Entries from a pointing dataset
— start —
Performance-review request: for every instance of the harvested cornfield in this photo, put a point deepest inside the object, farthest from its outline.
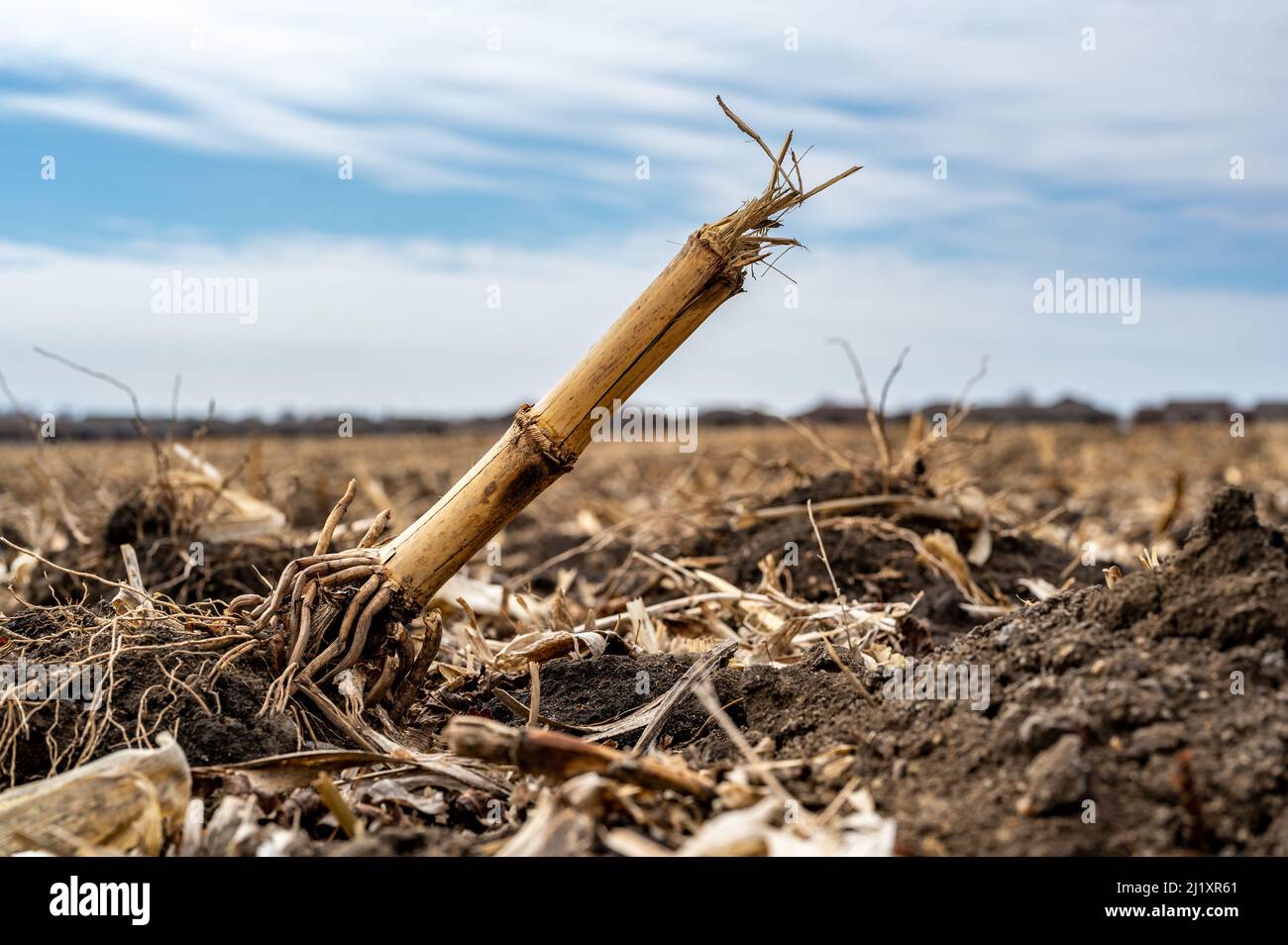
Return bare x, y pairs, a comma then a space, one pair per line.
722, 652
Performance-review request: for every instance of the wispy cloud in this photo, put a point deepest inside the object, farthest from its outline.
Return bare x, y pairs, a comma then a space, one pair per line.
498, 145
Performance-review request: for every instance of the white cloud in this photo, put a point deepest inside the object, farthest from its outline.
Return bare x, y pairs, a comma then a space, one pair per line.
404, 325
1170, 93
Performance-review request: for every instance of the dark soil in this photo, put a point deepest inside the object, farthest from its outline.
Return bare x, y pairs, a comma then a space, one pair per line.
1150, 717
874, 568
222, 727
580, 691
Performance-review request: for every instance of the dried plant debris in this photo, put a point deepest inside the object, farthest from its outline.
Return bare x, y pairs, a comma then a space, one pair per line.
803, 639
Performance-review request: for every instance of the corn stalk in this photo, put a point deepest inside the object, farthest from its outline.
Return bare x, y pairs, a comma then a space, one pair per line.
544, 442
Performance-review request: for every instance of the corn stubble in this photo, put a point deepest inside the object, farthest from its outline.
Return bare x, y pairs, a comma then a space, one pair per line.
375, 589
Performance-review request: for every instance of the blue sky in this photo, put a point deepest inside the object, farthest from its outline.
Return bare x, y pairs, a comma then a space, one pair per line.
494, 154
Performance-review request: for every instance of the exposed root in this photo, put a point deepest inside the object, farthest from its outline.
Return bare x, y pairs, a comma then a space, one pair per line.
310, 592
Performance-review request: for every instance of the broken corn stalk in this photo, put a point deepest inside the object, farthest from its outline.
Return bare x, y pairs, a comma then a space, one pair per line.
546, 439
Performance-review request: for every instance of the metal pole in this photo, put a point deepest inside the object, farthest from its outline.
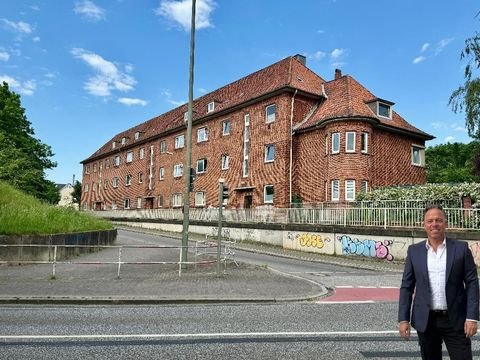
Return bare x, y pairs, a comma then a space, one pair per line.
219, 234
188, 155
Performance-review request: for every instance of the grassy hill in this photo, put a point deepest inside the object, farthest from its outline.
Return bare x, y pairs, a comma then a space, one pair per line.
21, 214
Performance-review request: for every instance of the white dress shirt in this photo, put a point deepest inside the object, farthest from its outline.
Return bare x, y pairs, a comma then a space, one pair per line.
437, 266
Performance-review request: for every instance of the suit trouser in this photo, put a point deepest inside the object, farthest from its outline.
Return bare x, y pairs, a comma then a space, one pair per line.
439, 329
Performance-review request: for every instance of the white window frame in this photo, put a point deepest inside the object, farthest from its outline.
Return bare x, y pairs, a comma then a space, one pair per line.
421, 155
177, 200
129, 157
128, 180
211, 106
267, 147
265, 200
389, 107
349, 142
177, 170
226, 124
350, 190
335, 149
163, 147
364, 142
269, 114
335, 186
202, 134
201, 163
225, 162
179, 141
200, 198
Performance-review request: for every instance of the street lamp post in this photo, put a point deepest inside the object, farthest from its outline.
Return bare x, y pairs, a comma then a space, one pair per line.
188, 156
— end —
— start —
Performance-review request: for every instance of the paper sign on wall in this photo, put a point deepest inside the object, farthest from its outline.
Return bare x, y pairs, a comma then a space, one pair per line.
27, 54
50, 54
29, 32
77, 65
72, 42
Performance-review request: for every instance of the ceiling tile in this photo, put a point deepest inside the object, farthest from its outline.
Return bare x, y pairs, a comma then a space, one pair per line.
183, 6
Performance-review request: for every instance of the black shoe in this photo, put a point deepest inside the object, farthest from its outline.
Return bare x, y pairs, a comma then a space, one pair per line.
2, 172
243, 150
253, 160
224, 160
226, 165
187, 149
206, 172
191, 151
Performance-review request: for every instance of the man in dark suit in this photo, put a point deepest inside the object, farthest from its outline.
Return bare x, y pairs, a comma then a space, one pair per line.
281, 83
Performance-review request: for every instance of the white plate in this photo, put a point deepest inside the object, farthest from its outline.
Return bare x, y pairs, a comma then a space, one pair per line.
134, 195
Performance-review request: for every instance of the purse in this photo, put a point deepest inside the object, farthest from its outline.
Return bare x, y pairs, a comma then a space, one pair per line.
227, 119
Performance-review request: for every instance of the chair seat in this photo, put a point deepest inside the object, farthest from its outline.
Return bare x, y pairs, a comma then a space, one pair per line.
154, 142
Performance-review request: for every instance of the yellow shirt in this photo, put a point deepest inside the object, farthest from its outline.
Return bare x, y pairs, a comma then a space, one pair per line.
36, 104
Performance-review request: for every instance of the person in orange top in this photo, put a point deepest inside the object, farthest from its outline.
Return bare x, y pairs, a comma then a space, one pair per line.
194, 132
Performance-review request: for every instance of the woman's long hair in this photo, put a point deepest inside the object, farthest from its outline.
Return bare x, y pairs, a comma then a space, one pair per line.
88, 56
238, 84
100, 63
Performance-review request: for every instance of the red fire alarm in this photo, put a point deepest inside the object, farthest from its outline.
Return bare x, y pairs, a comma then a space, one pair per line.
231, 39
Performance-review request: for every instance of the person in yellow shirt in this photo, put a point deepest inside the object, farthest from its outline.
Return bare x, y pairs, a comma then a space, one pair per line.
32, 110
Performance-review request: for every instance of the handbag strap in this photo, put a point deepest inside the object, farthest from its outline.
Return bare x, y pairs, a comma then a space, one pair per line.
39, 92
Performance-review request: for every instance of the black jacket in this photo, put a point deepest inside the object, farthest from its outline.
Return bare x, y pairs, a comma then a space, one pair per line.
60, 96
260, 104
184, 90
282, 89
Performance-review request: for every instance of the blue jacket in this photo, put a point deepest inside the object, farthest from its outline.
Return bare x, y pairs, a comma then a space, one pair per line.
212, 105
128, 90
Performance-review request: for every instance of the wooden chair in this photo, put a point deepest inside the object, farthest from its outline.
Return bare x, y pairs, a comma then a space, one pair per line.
— end —
— start —
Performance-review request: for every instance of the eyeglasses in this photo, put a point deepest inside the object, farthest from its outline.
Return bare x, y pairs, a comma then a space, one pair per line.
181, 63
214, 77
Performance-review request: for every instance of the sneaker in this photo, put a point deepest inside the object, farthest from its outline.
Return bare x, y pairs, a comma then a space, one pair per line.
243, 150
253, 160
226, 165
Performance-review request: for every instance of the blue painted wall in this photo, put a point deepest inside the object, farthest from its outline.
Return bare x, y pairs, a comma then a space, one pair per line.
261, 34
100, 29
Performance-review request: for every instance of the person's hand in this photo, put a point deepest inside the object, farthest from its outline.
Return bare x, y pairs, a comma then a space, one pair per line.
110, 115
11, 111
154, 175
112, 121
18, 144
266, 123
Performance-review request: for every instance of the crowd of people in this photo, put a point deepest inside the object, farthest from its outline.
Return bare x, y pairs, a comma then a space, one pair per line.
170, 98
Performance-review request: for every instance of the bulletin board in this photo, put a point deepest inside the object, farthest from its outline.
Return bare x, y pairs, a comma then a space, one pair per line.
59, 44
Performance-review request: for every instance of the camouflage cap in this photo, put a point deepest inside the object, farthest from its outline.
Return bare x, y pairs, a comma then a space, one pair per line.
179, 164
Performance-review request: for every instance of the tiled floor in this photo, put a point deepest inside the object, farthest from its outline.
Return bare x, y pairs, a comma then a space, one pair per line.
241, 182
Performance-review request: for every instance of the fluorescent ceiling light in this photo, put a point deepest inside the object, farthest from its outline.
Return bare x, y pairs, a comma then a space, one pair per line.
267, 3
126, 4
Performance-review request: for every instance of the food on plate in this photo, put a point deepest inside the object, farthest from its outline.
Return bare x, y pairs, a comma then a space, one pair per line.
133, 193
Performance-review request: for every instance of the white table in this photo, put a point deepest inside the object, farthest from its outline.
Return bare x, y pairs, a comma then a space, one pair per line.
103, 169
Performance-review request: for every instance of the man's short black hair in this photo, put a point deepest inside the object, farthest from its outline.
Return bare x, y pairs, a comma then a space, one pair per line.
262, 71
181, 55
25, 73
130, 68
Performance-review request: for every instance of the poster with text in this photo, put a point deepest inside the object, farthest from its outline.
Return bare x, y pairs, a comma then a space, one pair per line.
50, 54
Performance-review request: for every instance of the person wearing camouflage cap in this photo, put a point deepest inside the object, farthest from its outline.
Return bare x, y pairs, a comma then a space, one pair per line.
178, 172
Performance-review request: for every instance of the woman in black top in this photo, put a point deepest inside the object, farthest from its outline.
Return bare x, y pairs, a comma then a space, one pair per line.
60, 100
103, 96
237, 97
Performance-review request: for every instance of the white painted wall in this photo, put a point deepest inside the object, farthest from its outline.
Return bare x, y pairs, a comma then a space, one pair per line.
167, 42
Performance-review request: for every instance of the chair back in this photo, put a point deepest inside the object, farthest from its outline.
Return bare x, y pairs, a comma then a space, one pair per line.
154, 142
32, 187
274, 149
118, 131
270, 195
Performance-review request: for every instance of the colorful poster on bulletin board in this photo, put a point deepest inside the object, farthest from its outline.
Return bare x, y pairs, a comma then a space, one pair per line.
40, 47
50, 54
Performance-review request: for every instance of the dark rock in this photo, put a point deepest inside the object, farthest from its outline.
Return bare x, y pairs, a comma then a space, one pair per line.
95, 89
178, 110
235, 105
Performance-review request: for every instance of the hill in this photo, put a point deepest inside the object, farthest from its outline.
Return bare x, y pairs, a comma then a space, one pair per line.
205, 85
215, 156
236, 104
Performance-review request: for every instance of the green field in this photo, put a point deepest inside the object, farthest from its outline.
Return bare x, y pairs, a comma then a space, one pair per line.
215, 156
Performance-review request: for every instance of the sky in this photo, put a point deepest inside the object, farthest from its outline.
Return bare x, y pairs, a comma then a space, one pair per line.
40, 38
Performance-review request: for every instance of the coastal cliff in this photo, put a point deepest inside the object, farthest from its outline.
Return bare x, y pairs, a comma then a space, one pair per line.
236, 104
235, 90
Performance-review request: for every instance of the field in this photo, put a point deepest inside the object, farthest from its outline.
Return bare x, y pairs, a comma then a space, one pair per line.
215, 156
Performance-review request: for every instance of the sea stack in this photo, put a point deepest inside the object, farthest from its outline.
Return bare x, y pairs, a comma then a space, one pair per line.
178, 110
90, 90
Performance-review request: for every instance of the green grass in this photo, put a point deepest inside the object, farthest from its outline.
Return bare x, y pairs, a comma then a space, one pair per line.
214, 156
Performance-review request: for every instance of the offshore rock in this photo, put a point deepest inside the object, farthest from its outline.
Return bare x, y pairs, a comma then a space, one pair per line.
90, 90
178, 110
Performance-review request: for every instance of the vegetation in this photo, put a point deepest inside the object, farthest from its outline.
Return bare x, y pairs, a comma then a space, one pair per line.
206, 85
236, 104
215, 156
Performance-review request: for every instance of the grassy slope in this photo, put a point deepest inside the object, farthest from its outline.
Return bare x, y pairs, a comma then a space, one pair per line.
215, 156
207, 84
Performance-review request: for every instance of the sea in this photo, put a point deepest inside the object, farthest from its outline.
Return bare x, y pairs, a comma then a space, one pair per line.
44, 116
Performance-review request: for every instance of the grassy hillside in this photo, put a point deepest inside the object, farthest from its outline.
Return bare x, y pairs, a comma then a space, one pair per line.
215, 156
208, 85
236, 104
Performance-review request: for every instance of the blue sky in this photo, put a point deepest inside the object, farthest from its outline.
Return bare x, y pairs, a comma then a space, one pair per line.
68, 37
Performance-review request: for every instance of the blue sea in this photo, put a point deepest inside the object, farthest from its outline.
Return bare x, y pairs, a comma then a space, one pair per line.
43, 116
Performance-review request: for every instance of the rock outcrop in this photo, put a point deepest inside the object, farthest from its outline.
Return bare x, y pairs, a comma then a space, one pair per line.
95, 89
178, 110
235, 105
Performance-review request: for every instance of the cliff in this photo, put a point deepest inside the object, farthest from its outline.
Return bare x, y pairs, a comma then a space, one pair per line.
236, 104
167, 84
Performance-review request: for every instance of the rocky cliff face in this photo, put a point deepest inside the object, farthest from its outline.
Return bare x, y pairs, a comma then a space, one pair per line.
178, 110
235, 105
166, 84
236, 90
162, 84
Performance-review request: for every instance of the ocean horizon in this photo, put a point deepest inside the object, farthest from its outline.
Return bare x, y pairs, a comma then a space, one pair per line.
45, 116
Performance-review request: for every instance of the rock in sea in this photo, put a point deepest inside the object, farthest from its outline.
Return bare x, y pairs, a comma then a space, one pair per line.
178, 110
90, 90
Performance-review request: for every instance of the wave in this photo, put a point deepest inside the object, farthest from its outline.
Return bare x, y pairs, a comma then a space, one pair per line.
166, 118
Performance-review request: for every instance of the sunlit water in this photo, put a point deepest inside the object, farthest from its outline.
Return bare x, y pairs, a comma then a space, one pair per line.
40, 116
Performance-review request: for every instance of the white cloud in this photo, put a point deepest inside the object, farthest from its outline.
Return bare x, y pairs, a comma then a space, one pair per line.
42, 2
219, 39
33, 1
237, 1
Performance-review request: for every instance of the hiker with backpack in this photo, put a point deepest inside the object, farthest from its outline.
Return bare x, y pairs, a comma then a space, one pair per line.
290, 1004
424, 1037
— end —
Set task:
Can you extract every line of the material above that contains the word "green"? Case counts.

Solution to this task:
Performance-review request: for every instance of the green field in this photo, put a point deepest inside the object, farthest from its outline.
Performance-review request: for every instance of the green grass in this photo, put a point deepest inside the object, farthest from its outline.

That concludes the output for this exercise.